PROVIDED RECORDS »
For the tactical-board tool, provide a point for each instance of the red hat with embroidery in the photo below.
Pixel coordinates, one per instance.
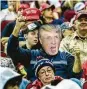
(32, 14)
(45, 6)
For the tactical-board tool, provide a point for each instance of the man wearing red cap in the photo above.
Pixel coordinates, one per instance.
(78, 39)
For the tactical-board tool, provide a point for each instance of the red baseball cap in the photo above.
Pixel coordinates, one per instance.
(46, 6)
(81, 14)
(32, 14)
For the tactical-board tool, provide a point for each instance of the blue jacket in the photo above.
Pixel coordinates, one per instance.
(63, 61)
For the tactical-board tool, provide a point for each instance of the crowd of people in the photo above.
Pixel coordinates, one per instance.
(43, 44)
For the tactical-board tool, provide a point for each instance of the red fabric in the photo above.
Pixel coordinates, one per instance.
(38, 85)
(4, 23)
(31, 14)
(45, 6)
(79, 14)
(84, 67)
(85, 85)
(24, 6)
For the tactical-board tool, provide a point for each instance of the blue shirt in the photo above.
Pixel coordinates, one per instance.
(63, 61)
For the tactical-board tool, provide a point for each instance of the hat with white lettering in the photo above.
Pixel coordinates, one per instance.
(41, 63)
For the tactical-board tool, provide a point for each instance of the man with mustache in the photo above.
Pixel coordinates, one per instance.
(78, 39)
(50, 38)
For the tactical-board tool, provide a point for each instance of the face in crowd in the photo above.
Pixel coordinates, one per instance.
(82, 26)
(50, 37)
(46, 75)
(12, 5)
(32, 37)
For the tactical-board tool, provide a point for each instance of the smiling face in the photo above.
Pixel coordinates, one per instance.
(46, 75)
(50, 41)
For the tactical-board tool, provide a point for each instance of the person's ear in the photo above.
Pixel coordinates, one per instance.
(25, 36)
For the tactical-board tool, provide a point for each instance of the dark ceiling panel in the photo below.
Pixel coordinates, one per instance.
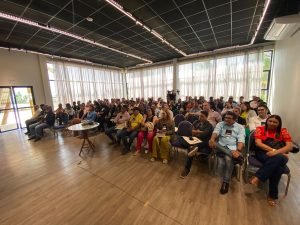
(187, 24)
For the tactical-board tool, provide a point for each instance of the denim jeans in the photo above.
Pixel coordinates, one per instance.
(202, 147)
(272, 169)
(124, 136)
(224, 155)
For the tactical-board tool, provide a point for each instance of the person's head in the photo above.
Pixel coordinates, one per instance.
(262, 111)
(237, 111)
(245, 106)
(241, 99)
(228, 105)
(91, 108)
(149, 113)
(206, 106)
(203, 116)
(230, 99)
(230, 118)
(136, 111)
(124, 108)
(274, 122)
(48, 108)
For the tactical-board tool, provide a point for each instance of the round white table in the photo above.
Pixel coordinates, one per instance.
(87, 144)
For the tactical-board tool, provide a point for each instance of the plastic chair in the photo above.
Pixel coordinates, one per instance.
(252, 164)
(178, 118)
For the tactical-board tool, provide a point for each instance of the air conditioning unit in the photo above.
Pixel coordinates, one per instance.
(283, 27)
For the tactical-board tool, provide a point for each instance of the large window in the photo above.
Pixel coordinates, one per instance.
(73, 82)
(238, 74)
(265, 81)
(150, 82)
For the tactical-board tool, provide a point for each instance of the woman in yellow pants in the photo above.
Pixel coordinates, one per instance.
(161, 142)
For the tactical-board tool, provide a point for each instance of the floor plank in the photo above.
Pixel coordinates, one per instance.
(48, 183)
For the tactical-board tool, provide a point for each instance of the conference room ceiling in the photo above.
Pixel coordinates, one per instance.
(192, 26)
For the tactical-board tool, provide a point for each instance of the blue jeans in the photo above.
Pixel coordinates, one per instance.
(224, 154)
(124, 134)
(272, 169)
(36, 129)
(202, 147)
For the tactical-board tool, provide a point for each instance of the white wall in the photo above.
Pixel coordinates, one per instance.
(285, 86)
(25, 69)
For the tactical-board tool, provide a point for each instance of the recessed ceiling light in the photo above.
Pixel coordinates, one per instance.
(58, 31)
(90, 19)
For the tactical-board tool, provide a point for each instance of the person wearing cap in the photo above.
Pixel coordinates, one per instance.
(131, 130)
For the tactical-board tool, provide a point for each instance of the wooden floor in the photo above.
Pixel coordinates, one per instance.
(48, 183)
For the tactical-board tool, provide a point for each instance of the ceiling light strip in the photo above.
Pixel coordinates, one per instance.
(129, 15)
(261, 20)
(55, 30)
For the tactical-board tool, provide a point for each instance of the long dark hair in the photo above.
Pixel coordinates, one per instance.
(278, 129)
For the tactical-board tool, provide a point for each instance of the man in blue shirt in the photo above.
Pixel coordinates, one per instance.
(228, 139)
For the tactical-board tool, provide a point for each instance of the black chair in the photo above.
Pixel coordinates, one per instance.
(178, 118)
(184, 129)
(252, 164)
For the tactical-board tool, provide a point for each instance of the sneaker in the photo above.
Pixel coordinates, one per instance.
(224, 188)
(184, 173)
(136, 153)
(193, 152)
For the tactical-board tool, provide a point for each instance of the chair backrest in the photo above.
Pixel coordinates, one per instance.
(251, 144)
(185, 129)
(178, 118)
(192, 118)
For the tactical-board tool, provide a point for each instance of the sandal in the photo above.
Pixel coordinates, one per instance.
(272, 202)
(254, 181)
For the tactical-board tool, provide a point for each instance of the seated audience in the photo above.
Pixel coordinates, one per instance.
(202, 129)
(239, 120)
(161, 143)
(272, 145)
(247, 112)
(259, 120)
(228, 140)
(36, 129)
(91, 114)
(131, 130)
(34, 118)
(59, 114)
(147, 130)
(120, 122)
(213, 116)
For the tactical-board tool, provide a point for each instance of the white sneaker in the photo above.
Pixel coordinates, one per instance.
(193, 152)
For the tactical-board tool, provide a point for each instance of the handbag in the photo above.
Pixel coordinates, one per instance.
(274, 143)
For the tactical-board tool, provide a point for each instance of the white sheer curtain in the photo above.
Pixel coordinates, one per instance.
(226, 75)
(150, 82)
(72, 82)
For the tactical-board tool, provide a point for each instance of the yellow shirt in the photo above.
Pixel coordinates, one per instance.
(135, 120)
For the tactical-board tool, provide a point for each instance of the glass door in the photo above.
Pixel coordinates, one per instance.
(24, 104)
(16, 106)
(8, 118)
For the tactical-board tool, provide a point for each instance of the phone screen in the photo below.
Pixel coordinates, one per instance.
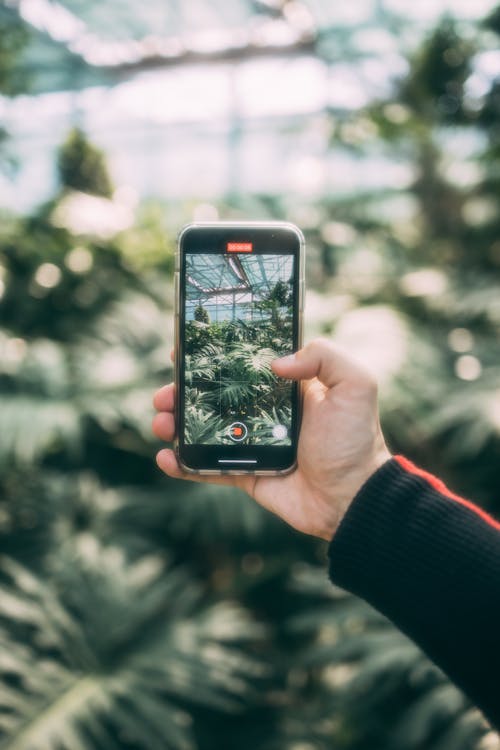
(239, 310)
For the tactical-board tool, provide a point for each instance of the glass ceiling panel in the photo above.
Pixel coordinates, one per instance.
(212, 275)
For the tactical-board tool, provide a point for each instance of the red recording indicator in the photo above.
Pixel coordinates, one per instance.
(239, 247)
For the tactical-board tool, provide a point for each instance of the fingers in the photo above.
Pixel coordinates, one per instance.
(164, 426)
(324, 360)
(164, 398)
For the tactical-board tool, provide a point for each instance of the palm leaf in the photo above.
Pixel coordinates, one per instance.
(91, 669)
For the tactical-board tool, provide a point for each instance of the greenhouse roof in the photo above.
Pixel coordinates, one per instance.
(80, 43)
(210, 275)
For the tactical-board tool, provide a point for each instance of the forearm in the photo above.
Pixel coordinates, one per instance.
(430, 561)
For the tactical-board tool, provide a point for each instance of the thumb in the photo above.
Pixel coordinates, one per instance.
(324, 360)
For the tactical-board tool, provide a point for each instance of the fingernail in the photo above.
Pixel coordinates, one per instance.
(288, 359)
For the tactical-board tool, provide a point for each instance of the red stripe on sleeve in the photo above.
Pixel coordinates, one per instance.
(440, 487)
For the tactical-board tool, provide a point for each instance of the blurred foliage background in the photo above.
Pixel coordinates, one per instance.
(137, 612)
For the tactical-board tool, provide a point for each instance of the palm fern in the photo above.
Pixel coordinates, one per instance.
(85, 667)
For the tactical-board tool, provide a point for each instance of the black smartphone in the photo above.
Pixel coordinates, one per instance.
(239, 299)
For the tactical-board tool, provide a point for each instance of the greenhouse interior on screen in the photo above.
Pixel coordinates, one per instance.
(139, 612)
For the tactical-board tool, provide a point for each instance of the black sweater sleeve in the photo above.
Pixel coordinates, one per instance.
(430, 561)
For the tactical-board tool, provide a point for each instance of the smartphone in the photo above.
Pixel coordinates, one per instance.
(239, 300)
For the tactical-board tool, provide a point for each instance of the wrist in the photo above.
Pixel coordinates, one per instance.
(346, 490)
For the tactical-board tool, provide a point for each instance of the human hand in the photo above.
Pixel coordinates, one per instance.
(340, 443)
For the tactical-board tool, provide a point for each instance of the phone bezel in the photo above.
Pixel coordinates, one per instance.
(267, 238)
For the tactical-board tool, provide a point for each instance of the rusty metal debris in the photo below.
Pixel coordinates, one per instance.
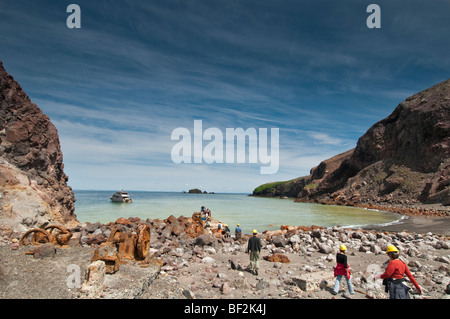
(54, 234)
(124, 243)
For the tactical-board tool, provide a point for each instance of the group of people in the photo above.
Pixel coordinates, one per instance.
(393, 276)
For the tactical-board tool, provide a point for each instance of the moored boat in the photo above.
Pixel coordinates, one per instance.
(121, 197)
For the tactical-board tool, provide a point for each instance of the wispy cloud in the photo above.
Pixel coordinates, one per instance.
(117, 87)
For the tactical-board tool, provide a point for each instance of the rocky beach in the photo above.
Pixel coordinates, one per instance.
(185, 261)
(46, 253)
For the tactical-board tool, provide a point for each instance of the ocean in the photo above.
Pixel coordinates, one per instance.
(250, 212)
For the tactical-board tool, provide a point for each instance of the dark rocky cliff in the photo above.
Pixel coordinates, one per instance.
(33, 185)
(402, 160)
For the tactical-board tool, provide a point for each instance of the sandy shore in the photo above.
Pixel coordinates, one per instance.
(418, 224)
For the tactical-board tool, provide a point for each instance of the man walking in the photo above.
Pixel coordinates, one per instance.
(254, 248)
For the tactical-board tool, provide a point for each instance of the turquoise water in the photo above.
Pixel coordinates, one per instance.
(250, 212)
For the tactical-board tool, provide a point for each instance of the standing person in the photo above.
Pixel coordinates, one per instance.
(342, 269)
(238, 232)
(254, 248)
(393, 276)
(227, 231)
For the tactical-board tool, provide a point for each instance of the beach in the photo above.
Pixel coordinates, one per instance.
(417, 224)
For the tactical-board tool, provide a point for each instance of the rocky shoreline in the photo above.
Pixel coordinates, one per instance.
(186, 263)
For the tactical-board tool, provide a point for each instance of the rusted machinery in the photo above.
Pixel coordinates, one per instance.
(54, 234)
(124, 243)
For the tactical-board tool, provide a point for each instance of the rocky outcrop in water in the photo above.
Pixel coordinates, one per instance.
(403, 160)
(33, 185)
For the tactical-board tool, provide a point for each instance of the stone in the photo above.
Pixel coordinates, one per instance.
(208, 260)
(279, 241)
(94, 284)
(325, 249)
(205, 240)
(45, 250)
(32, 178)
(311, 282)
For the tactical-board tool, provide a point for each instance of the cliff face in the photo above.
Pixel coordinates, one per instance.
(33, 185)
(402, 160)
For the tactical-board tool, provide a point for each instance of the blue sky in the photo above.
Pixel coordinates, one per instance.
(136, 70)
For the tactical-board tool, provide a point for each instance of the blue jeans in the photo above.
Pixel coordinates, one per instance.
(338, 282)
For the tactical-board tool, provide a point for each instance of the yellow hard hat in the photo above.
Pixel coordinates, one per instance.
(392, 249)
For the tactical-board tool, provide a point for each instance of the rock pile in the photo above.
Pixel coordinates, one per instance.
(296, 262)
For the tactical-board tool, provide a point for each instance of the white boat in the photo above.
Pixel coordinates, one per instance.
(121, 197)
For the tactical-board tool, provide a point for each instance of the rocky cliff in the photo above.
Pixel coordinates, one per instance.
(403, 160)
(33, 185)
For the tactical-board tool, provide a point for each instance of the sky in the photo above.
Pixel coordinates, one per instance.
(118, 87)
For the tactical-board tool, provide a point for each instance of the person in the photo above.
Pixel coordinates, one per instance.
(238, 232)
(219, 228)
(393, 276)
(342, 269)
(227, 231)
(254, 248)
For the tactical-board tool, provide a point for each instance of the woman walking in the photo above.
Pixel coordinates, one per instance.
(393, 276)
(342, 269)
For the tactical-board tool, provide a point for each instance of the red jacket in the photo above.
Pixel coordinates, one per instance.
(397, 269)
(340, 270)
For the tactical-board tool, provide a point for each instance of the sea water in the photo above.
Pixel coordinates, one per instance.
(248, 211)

REQUIRED ACTION » Where a line in the preceding listing contains the word "yellow", include it in your count, and reply with that number alone.

RESPONSE FOR THIS EXERCISE » 3